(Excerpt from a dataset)
-- -- --
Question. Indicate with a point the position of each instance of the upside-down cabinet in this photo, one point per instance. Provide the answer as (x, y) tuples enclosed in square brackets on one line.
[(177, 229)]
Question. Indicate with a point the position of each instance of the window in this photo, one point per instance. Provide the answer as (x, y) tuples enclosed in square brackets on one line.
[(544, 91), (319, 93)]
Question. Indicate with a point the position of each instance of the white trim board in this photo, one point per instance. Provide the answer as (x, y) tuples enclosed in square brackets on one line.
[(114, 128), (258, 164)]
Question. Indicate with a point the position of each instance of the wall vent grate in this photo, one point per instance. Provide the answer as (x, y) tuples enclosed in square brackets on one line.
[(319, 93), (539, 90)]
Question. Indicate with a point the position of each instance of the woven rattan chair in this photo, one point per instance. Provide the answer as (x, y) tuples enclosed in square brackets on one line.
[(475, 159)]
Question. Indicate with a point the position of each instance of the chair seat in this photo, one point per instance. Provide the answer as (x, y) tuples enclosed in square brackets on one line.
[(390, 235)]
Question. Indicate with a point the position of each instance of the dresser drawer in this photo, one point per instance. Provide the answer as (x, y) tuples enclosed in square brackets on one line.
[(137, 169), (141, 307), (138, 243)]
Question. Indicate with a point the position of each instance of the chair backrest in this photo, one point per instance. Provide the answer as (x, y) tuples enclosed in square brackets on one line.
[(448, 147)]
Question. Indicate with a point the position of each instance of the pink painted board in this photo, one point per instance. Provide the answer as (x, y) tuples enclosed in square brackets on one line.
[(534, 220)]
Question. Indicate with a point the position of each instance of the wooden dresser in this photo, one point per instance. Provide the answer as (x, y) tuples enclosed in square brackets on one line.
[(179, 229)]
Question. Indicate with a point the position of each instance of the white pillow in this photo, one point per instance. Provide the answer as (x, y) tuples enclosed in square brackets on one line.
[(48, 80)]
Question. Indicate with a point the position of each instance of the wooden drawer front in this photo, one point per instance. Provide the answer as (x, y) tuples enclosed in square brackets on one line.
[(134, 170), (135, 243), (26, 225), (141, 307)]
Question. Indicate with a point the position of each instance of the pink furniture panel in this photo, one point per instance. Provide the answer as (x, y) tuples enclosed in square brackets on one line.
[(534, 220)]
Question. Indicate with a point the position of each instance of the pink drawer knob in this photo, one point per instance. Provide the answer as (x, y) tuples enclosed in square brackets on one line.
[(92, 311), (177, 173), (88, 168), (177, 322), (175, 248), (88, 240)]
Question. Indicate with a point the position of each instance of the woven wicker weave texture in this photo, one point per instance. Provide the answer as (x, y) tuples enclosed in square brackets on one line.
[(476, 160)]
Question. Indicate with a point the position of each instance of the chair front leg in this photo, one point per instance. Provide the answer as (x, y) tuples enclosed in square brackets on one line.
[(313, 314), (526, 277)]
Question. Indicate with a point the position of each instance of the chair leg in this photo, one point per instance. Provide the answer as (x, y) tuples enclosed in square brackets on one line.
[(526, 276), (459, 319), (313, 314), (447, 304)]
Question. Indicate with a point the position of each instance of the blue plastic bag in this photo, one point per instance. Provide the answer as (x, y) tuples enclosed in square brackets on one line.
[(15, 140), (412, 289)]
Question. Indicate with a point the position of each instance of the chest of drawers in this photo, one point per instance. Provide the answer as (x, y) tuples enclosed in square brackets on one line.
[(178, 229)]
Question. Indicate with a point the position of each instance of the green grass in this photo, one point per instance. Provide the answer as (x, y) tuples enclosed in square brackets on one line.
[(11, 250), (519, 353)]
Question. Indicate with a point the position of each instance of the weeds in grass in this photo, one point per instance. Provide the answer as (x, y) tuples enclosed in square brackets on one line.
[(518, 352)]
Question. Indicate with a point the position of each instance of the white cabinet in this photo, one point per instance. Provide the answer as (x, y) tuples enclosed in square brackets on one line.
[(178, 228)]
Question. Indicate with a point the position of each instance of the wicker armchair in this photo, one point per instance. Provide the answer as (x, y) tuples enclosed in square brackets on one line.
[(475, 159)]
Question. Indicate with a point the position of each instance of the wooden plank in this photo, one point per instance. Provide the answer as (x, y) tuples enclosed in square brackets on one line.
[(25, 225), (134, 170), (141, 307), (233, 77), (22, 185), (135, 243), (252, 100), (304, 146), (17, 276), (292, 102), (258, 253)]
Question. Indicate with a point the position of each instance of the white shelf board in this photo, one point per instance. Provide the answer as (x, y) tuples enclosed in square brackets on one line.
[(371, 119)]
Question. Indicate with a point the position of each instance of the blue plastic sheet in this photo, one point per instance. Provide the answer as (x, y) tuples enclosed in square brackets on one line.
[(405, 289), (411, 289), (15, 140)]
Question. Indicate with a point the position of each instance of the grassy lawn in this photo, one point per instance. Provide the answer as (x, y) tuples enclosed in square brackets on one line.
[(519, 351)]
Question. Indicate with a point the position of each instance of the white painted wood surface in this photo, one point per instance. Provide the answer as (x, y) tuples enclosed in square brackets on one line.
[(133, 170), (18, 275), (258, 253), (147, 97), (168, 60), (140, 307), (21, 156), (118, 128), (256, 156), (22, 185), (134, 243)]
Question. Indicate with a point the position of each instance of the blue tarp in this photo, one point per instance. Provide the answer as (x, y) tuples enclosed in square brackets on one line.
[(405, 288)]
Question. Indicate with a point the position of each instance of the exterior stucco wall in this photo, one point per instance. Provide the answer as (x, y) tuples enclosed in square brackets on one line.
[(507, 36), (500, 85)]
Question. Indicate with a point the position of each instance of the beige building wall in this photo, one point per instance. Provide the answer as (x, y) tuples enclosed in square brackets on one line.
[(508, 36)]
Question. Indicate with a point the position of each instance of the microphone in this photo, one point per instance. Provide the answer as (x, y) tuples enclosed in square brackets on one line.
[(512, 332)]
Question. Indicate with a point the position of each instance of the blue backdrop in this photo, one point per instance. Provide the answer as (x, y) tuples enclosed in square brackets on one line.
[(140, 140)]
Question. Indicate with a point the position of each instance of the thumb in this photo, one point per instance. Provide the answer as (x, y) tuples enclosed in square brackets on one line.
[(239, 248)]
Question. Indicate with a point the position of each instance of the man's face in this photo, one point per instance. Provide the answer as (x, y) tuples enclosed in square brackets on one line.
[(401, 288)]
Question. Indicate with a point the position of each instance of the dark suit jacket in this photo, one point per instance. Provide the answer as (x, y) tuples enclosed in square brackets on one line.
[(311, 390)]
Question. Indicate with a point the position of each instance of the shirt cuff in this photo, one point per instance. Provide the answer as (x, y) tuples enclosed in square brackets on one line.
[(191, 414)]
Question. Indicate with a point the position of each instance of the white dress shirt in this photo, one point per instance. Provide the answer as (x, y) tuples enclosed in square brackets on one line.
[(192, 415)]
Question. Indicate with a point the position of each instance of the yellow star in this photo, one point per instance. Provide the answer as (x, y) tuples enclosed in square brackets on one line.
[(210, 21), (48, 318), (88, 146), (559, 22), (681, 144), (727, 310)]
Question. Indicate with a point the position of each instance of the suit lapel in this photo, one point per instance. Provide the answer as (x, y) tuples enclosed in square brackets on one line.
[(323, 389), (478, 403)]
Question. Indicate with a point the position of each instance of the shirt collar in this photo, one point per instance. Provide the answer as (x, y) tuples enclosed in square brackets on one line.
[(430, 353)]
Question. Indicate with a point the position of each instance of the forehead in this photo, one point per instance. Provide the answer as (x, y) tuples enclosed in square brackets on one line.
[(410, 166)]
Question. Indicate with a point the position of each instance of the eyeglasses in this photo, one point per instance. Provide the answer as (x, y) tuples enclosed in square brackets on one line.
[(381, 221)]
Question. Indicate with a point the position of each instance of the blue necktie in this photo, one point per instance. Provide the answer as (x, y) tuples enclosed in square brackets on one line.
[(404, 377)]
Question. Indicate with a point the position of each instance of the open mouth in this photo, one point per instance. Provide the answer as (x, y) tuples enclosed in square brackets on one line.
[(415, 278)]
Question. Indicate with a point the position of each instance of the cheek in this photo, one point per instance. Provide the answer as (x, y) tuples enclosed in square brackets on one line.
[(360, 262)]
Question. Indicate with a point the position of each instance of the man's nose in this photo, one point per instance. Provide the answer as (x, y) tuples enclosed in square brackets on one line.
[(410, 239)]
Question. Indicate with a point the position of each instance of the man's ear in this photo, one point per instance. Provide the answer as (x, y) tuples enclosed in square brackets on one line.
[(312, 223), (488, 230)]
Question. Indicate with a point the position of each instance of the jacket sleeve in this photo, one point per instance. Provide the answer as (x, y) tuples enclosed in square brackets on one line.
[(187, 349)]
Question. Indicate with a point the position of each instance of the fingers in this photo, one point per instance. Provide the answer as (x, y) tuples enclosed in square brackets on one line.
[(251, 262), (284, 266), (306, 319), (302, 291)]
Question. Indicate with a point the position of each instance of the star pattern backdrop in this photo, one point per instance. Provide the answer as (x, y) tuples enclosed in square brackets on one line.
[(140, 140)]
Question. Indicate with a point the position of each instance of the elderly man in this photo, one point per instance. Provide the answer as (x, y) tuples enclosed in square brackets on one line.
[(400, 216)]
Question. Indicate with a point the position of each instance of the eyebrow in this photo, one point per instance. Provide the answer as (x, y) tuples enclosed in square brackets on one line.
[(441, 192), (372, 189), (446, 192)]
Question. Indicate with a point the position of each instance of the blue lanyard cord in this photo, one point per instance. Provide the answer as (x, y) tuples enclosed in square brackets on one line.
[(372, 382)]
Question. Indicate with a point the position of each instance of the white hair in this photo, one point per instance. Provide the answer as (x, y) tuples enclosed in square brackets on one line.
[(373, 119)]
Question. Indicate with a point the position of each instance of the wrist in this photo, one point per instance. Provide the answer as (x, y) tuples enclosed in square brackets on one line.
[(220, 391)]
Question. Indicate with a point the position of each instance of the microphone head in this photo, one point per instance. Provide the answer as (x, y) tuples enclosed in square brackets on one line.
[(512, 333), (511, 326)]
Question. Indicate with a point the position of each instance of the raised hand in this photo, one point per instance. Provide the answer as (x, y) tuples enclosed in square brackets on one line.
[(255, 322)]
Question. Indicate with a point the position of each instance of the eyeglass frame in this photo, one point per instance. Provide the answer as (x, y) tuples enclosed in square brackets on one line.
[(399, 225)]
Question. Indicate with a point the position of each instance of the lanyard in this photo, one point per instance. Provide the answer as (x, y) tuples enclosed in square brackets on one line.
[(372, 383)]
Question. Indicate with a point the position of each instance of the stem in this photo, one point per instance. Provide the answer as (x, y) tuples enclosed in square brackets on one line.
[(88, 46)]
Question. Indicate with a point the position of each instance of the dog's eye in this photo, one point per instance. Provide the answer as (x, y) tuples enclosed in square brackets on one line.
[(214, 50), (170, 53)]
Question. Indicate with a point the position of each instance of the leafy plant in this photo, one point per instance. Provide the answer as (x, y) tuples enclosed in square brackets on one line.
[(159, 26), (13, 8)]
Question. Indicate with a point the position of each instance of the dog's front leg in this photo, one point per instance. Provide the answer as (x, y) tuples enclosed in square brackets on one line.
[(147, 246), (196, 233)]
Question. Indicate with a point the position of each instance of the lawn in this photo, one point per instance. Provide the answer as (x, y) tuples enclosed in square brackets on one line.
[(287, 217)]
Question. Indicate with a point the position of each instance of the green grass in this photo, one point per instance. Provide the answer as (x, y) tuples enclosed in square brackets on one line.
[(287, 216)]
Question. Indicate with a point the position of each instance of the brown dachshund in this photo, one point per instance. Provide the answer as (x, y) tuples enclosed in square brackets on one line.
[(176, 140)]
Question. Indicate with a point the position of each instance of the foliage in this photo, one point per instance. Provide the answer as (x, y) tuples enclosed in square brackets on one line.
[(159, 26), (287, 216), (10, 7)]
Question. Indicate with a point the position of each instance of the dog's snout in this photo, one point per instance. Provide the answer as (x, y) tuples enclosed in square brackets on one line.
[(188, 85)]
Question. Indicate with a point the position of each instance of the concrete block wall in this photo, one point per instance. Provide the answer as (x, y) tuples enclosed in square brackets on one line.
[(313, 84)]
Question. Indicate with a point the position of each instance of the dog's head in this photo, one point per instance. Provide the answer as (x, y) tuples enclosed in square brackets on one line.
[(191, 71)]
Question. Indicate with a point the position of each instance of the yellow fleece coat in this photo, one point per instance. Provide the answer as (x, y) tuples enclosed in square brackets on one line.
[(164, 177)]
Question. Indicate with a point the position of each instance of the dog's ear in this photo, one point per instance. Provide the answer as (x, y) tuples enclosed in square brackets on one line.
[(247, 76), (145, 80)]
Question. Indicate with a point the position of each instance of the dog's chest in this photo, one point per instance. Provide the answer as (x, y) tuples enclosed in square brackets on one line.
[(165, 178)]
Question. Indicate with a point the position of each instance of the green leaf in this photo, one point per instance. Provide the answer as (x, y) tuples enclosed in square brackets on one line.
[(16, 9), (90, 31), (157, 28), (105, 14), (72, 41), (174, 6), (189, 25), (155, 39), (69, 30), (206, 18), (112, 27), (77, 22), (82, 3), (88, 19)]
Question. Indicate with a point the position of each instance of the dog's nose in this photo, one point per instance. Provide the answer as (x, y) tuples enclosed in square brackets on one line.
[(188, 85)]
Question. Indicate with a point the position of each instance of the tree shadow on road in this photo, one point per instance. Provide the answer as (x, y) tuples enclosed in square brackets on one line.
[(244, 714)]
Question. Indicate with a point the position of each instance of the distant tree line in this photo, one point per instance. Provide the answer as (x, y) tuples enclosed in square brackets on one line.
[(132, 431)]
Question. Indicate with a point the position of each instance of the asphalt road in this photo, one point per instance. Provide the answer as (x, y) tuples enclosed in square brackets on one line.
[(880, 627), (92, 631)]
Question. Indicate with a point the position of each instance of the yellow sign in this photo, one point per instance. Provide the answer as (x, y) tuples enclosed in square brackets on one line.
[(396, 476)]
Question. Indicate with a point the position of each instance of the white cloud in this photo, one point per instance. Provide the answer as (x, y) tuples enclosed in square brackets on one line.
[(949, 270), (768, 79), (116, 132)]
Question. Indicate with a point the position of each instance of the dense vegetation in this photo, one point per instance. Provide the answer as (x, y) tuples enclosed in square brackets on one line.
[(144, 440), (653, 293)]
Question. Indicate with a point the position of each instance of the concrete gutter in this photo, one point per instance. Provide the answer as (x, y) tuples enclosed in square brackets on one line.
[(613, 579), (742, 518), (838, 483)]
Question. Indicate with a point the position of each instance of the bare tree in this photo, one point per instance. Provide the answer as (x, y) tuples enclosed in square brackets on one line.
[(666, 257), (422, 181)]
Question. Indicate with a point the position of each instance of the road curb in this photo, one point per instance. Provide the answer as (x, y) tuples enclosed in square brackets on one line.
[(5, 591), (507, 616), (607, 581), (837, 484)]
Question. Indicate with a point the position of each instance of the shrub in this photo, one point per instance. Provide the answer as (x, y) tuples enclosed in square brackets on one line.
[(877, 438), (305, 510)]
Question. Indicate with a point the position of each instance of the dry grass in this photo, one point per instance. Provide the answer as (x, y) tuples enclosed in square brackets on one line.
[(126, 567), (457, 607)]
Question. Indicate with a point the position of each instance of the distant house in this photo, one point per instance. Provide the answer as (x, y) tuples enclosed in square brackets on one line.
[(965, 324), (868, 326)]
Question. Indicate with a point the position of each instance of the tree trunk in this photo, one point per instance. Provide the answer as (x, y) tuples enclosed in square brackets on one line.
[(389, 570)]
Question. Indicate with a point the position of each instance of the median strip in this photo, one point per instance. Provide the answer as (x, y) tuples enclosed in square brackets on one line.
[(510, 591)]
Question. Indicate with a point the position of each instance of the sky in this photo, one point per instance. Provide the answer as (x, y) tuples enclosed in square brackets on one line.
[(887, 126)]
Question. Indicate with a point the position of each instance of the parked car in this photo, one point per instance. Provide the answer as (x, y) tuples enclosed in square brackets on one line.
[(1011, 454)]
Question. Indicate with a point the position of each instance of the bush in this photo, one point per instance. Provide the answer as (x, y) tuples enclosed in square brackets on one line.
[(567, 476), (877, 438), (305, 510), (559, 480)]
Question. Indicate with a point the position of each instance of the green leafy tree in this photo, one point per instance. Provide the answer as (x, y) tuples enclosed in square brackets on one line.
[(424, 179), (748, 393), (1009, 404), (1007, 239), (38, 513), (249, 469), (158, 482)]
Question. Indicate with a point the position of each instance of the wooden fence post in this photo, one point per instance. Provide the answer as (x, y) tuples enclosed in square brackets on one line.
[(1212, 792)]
-- -- --
> Task prompt
Repeat the line that contains "the distant house", then every line after it until the records end, with nothing added.

> Result of this task
Question. Indicate with a point the position of each instance of the distant house in this photo, one point per instance. Provide the answer as (x, y) tuples enclosed in square brackets on one line.
[(965, 324), (868, 326)]
Question. Indicate with a point the position of each instance of the tree trunk in this photo, one point per instance. Provide the answer as (x, y) tuples enclosed in square brackets on one line.
[(389, 570)]
Question. Indicate with a point the position of each instance of the median strip in this photo, one point per instance. Provide the answer as (x, y) tuples enclosed in square brackets on one line.
[(510, 591)]
Question. Indicate with a point the position of each instance of the sky in this photo, one point per instance. Provide the answer as (x, y) tuples enclosed in square brackets on one line.
[(887, 126)]
Question. Indicate with a point the position of each instance of the parked car in this photo, one point per instance. Provide the answer as (x, y) tuples enclosed in square brackets on one line.
[(1011, 454)]
Question. Indicate with a point the position of each instance of the bush in this photo, one point per instance. Provide the answer as (x, y) tuples enclosed in square brackets on one line.
[(567, 476), (877, 438), (305, 510), (559, 480)]
Question. Indicate with a point the position of each instance of the green leafy tree in this photo, one point per instance. Provide the answer as (x, y) tuples enclosed in square brackets on one line.
[(424, 179), (748, 393), (1009, 404), (1007, 239), (38, 513), (249, 469), (158, 482)]
Question. Indicate with a point the position of each instance of the wooden fence post in this photo, one point per instance. Provide the answer as (x, y) tuples enclosed in square brackets on one line.
[(1212, 792)]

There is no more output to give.